** WORK INSTRUCTIONS **
a - In the passage on earthquake research in northern China, roughly how many people are estimated to have died in the 1556 Huaxian earthquake?
b - Rewrite the passage on earthquake research in northern China from "Our geological fieldwork" up to and including "Cambridge and Oxford.", substituting "Ordos Basin" for "Ordos region".
c - Carry on the passage on earthquake research in northern China from the point where it ends.

** SOURCE EXCERPT **
>> begin

(See Publications tab for published outputs, and the Blogs tab for reports on particular fieldwork expeditions)

Wang Weitao, China Earthquake Administration, teaching Oxford students about faulting on a field trip in Greece.

Our geological fieldwork in China has focused on the Ordos region of Shaanxi, Shanxi, Gansu, and Ningxia. This has been a collaboration between the China Earthquake Administration, the Shaanxi Seismological Bureau, and the Universities of Cambridge and Oxford.

In particular, we have concentrated on identifying the faults that are likely to have been responsible for earthquakes that caused major destruction cities in the historical past. These include the 1556 Huaxian earthquake, which killed an estimated 830,000 people, and whose epicentre was close to the city of Xi’an (present population 8 million).  Other destructive events include the 1739 earthquake at Yinchuan in Ningxia, and the 1920 Haiyuan earthquake in Gansu.

We have mapped the sources of these earthquakes, and produced estimates of their magnitudes and locations through an analysis of their surface ruptures that are preserved in the landscape, and which can be mapped remotely using high-resolution digital topographic models derived from satellite imagery. To aid assessments of earthquake hazard at a regional scale we have also undertaken studies of the slip-rate of the major active structures, many of which have no historic record of earthquakes but which constitute important sources of hazard, and performed regional analyses of the accumulation of strain.

Distributions of population and earthquakes in Northern China. Red squares show cities with more than 100,000 (smallest), 250,000 and 1,000,000 (largest) inhabitants. Yellow circles show earthquakes since AD 1000 that have caused more than 10,000 deaths (scale in upper right). Cyan circles show the epicentres of recorded damaging earthquakes in the past two millennia; blue circles show earthquakes since 1900 of magnitude 6 or greater.

 

Dr. Zhikun Ren of the CEA standing on the fault ruptures of the 1739 Yinchuan earthquake. A recent road-cut exposes a cross-section through the rupture. Photo: Richard Walker [See: Middleton, T. A. and Walker, R. T. and Parsons, B. and Lei, Q. and Zhou, Y. and Ren, Z. (2016) A major, intraplate, normal-faulting earthquake: The 1739 Yinchuan event in northern China. Journal of Geophysical Research: Solid Earth, DOI: 10.1002/2015JB012355]

Earthquake Disaster Risk Reduction in China

This work focuses on the two fundamental gaps in earthquake-risk reduction in China: (i) that between scientific understanding of the risks and hazards, and the knowledge that communities need in order to design effective practices of governance; (ii) the gap between the top-down and bottom-up approaches to the governance of earthquake disaster risk reduction (EDRR). Our work is rooted in the two-thousand-year historical record of earthquakes in the region, which allows us to investigate a suite of methods for bridging these gaps. In this work, we have been collaborating closely with researchers, policymakers and operational agencies at local, provincial, and national level, working to integrate local (bottom-up) and national (top-down) approaches to EDRR.

>> end

** SUPPLIED MATERIAL **
>> begin

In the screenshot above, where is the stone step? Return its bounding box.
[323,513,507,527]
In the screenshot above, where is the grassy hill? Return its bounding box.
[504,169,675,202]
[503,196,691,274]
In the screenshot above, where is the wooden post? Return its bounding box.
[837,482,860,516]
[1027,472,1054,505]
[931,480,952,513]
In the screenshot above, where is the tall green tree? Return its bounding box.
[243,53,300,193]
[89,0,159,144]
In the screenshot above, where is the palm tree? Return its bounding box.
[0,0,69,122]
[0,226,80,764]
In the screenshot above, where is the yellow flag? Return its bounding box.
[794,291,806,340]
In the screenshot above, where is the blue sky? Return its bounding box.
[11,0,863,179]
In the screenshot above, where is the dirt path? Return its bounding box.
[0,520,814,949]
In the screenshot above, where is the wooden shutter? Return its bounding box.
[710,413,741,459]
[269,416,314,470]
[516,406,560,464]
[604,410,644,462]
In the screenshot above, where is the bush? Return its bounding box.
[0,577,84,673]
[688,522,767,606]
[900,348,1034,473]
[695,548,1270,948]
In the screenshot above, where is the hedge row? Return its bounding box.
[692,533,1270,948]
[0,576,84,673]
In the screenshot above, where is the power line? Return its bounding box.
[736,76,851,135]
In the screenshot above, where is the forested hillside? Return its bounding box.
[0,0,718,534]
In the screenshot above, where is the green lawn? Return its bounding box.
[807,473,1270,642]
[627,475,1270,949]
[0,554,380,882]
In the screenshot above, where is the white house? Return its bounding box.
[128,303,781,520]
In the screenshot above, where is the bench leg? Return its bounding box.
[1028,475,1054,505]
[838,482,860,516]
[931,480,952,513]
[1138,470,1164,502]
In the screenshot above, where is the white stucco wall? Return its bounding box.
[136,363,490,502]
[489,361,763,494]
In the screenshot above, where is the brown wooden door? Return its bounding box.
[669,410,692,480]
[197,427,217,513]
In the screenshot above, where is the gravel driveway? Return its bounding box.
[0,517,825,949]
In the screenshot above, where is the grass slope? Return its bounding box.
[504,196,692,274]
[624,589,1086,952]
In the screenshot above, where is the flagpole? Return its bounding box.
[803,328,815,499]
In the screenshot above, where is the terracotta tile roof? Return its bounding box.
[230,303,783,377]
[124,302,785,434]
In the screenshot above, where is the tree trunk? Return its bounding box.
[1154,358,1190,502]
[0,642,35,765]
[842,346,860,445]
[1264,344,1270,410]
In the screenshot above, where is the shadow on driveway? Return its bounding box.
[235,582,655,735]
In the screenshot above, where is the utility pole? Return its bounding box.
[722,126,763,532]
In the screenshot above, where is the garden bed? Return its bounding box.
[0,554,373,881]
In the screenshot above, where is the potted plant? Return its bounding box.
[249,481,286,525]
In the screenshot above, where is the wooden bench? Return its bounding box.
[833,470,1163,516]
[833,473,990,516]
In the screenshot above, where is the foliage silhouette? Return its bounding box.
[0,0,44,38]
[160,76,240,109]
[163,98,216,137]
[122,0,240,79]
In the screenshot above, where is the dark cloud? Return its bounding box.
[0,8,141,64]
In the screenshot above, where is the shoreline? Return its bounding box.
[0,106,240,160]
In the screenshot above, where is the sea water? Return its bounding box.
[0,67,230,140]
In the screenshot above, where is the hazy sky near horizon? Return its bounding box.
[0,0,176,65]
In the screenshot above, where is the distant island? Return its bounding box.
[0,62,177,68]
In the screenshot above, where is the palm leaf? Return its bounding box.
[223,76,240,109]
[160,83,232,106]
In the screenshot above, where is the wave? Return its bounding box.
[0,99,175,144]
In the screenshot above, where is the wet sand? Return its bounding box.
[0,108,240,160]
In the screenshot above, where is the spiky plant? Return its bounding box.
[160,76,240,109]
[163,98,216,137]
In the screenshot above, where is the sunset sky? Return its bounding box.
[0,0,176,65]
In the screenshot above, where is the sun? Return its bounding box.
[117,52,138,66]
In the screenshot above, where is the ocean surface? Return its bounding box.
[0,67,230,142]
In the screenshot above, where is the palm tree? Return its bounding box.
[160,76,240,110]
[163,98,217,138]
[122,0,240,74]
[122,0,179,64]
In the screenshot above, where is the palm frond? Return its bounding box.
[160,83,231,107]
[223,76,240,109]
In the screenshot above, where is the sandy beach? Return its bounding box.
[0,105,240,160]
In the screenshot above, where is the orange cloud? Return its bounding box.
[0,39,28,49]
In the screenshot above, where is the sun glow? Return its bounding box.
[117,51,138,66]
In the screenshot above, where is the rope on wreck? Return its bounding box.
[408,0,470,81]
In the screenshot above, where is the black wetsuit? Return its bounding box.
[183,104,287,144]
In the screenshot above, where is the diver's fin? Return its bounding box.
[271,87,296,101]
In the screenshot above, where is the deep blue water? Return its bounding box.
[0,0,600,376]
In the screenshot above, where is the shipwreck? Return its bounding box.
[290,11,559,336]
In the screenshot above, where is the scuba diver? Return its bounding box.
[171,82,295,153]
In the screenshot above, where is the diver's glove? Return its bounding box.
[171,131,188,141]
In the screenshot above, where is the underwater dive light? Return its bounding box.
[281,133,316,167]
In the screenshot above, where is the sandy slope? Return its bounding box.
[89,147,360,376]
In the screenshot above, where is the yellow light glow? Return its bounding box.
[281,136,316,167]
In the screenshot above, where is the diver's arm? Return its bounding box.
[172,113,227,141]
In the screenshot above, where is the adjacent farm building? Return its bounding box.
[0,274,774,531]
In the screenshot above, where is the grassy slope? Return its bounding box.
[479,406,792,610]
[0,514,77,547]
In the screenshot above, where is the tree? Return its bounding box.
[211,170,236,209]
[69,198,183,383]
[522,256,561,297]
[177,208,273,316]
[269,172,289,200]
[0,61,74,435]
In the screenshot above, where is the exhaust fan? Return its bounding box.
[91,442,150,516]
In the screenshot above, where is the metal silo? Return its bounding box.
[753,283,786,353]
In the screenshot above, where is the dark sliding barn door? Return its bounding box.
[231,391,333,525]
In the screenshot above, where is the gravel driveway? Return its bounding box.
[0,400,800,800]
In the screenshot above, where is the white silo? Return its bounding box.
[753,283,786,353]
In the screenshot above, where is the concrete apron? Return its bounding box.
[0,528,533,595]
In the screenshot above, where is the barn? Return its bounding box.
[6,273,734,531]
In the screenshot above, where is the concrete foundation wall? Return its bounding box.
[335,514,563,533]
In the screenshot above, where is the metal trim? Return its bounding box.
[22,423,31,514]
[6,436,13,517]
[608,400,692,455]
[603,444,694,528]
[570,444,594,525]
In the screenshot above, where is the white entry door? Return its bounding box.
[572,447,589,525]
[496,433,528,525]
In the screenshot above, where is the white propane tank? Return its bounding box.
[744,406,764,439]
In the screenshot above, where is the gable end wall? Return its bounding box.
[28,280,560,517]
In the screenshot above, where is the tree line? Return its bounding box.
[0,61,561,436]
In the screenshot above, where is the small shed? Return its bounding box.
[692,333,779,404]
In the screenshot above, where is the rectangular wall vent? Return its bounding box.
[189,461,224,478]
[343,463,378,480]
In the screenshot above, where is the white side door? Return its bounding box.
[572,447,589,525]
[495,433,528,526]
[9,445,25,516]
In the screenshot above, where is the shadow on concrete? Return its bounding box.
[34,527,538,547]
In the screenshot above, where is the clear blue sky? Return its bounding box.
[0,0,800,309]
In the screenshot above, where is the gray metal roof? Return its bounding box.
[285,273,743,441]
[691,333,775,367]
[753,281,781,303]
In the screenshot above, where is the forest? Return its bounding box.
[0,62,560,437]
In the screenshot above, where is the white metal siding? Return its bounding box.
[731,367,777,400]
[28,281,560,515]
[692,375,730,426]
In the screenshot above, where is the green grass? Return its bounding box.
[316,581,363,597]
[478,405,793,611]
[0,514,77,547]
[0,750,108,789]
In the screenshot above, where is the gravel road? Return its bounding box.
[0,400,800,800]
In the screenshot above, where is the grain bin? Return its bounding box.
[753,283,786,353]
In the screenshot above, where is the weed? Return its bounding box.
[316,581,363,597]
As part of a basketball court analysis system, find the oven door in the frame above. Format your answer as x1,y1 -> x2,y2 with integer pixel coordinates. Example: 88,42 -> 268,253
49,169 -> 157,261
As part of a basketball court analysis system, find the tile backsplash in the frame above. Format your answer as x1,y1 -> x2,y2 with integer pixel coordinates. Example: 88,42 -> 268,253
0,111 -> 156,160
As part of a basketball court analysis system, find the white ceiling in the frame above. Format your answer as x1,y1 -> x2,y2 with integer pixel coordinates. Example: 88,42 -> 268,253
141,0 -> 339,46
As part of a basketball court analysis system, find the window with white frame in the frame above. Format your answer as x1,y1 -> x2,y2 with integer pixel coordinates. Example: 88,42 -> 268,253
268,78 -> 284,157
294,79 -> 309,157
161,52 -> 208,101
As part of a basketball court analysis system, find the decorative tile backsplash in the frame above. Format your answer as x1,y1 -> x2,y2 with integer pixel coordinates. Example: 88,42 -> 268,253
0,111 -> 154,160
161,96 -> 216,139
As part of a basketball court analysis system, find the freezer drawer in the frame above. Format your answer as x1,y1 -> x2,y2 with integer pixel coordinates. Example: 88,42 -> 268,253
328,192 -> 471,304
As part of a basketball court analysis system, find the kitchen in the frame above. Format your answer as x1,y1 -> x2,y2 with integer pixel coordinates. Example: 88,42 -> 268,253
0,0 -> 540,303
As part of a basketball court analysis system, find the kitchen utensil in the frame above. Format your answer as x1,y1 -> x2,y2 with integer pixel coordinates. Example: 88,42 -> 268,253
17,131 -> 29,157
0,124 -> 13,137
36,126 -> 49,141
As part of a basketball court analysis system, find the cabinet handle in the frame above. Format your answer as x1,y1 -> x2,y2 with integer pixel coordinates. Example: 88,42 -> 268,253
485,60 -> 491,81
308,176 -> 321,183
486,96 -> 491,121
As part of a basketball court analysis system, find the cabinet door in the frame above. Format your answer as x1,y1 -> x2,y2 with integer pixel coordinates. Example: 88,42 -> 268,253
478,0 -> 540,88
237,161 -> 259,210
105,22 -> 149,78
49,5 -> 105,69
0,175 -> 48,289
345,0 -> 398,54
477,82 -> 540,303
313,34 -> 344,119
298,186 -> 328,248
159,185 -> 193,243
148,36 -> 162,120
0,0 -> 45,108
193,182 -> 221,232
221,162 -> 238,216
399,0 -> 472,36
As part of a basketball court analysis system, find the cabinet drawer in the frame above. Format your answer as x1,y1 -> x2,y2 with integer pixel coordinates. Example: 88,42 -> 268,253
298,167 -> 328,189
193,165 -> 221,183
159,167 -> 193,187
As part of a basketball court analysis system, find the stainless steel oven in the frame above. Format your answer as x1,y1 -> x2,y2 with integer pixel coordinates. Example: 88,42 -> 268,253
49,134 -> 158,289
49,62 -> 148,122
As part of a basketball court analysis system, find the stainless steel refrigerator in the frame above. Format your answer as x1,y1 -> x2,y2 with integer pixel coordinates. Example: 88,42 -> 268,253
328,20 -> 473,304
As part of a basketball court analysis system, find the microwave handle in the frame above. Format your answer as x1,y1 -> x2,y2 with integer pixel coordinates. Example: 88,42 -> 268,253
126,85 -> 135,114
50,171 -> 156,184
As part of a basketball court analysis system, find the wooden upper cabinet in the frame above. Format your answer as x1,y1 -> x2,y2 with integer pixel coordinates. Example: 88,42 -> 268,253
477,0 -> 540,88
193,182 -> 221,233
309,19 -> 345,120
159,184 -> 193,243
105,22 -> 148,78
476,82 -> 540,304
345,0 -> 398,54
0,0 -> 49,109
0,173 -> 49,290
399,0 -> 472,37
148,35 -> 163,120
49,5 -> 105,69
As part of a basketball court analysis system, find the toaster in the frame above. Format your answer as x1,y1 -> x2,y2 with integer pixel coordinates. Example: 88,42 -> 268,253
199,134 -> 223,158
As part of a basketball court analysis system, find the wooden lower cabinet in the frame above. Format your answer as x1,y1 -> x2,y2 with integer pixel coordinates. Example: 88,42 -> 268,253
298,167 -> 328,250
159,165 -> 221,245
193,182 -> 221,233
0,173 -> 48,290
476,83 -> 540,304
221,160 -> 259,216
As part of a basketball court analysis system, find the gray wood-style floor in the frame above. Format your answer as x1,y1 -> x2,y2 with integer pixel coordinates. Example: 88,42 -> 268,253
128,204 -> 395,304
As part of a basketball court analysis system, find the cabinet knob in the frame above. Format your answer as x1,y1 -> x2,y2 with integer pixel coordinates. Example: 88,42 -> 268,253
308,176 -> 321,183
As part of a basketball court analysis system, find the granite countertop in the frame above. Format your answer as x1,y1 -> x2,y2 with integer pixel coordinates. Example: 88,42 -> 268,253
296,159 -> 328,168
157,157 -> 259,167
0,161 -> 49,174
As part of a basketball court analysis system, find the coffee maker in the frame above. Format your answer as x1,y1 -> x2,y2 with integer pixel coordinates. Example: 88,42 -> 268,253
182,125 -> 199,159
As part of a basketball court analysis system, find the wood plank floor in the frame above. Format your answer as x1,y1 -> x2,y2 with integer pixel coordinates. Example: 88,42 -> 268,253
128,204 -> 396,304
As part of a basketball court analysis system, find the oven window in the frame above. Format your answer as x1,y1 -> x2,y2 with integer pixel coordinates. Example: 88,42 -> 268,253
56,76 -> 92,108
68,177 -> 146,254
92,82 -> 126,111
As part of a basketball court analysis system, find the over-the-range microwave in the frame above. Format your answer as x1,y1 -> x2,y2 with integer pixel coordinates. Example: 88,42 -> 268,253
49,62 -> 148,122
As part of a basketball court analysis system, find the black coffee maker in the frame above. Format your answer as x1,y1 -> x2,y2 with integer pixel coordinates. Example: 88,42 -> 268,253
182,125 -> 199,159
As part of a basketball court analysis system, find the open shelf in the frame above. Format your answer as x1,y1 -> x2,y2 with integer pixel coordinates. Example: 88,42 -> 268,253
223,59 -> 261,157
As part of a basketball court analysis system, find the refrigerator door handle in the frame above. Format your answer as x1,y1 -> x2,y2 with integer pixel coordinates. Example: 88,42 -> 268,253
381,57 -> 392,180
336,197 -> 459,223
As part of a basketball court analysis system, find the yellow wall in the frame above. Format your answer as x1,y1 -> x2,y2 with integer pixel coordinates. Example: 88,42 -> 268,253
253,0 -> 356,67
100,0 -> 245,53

>> end

** ANSWER LIST **
a - An estimated 830,000 people.

b -
Our geological fieldwork in China has focused on the Ordos Basin of Shaanxi, Shanxi, Gansu, and Ningxia. This has been a collaboration between the China Earthquake Administration, the Shaanxi Seismological Bureau, and the Universities of Cambridge and Oxford.

c -
China has a wealth of existing knowledge and practical experience in reducing earthquake disaster risk at the community level, but this information is held in a disseminated fashion, with different stakeholders often being unaware of useful information and practices known to others. With our partners, we therefore organised a writeshop in Xi’an on 17-19th April, 2015 to bring together the voices of different groups working on earthquake risk – with a focus on rural communities in Shaanxi Province.

The objectives were:

  1. To gather and share local and international knowledge on EDRR in rural communities.
  2. To produce a publication on increasing resilience to earthquake disasters in rural communities in China.
  3. To plan the implementation and monitoring and evaluation of local EDRR demonstration projects in the Shaanxi province.
  4. To form a network of stakeholders for increasing EDRR in Shaanxi province.

The English version of the publication is accessible here. As a result of this writeshop, a demonstration EDRR project has been developed in Cheng Huo township, Sha’anxi. This intervention was carried out in the early summer of 2017 in conjunction with Gender Development Solution, a national NGO, involving training of the local community in EDRR and sharing best practice across the whole of Long County.

Hong Kong Polytechnic University, Gender Development Solution, the Sha’axi Emergency Management Office, Northwest University are now, in collaboration with UNISDR and funded by the ONE Foundation, expanding this work across a wide region of Shaa’anxi province.

 

(a) Topography of the Ordos Plateau in northeastern China. Black lines indicate major faults or fault zones and their sense of movement. Dotted lines show possible additional blocks—the Taihangshan and North China Plain blocks—to the east of the Ordos Plateau. General kinematic scheme after Xu and Ma [1992], Xu et al. [1993], and Xu et al. [1994]. (b) Geometric model for the tectonics of the western Ordos region showing the principal faults and their slip rates, from Zhang et al. [1990], Min et al. [2003], Deng et al. [2007], and the EwF study. [From Middleton, T.A., Walker, R.T., Rood, D.H., Rhodes, E.J., Parsons, B., Lei Q., Elliott, J.R, Ren, Z., and Zhou, Y. (2016) The tectonics of the western Ordos Plateau, Ningxia, China: Slip rates on the Luoshan and East Helanshan Faults. Tectonics DOI: 10.1002/2016TC004230]

 

A seismic Scenario for Weinan City

The 1556 Huaxian (Magnitude close to 8) earthquake occurred close to Xi’an, the ancient capital of China, and was responsible for the deaths of over 800,000 people. Xi’an now has a population of around 10 million, and the Weihe Basin, in which Xi’an is situated, contains several other large cities  (figure below). While the probability is relatively low that an earthquake as large as that of 1556 will repeat in the near future, the historical records show that many smaller earthquakes have occurred in the Weihe Basin the past.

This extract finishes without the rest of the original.